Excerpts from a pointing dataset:

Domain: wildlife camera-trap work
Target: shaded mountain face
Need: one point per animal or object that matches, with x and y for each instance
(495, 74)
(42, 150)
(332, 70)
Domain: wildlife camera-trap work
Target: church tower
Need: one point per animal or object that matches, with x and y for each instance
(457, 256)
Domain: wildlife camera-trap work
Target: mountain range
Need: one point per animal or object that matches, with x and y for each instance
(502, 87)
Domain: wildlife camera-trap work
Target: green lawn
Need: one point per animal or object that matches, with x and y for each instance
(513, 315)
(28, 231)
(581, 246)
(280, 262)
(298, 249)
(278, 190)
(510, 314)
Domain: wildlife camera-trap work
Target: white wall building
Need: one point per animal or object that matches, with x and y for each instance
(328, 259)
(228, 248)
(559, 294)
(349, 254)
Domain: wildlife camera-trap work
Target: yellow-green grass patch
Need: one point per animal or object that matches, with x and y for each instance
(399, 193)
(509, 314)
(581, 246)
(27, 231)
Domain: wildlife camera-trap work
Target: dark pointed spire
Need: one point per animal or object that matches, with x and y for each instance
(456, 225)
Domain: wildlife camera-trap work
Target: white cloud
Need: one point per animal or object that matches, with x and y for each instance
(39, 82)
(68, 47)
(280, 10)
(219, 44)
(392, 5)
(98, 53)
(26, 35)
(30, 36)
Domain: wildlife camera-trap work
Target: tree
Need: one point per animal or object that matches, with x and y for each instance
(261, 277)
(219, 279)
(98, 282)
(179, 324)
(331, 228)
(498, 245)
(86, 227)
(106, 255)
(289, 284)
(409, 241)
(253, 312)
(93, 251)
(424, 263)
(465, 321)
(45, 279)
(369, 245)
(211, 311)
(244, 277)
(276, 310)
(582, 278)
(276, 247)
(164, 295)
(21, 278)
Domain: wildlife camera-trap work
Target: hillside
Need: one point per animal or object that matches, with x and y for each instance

## TASK GOAL:
Return all of the rows above word for word, keeping every line unchanged.

## RESPONSE TO THIS TASK:
Domain: wildlife camera-trap work
Target: shaded mountain face
Need: one point per animal or object that matches, with x and y for each instance
(495, 74)
(42, 150)
(332, 70)
Domain: wildlife camera-trap work
Target: church tower
Need: one point per animal or object that matches, with x and y for each instance
(457, 256)
Domain: wildlife camera-trap work
Target: mountain range
Need: one point per animal or object that matches, with x and y for each instance
(502, 87)
Domain: wildlife camera-trap work
Target: green lawn
Need: one point per animal or object that matches, with x and y for each instance
(513, 315)
(28, 231)
(581, 246)
(280, 262)
(298, 249)
(278, 190)
(510, 314)
Domain: wildlife camera-trap work
Target: white wall building
Need: one point per animal or object that matches, with x and y for each instance
(328, 259)
(228, 248)
(559, 294)
(349, 254)
Domain: wildlife camera-trap work
Target: yellow-green grass patch
Need: one point per animal or object that matches, with x and y for each instance
(399, 193)
(509, 314)
(581, 246)
(27, 231)
Domain: wildlife camera-trap work
Target: dark pointed spire
Need: one point per animal or object that matches, with x and y for each instance
(456, 225)
Domain: wildlife camera-trap work
Target: white cloud
Need: one point per animal or object that matches, with x and y for each instance
(39, 82)
(68, 47)
(280, 10)
(219, 44)
(392, 5)
(98, 53)
(26, 35)
(30, 36)
Domain: wildlife camera-trap work
Target: tree
Need: one point per animal or object that matches, with x and y for each instance
(261, 277)
(219, 279)
(98, 282)
(179, 324)
(331, 228)
(498, 245)
(86, 227)
(106, 255)
(289, 284)
(409, 241)
(253, 312)
(93, 251)
(424, 263)
(465, 321)
(45, 279)
(369, 245)
(211, 311)
(244, 277)
(276, 310)
(582, 278)
(276, 247)
(164, 295)
(21, 278)
Domain: wildlife camera-trap work
Target: hillside
Need: one point per animal or object that matches, with x and y for each instance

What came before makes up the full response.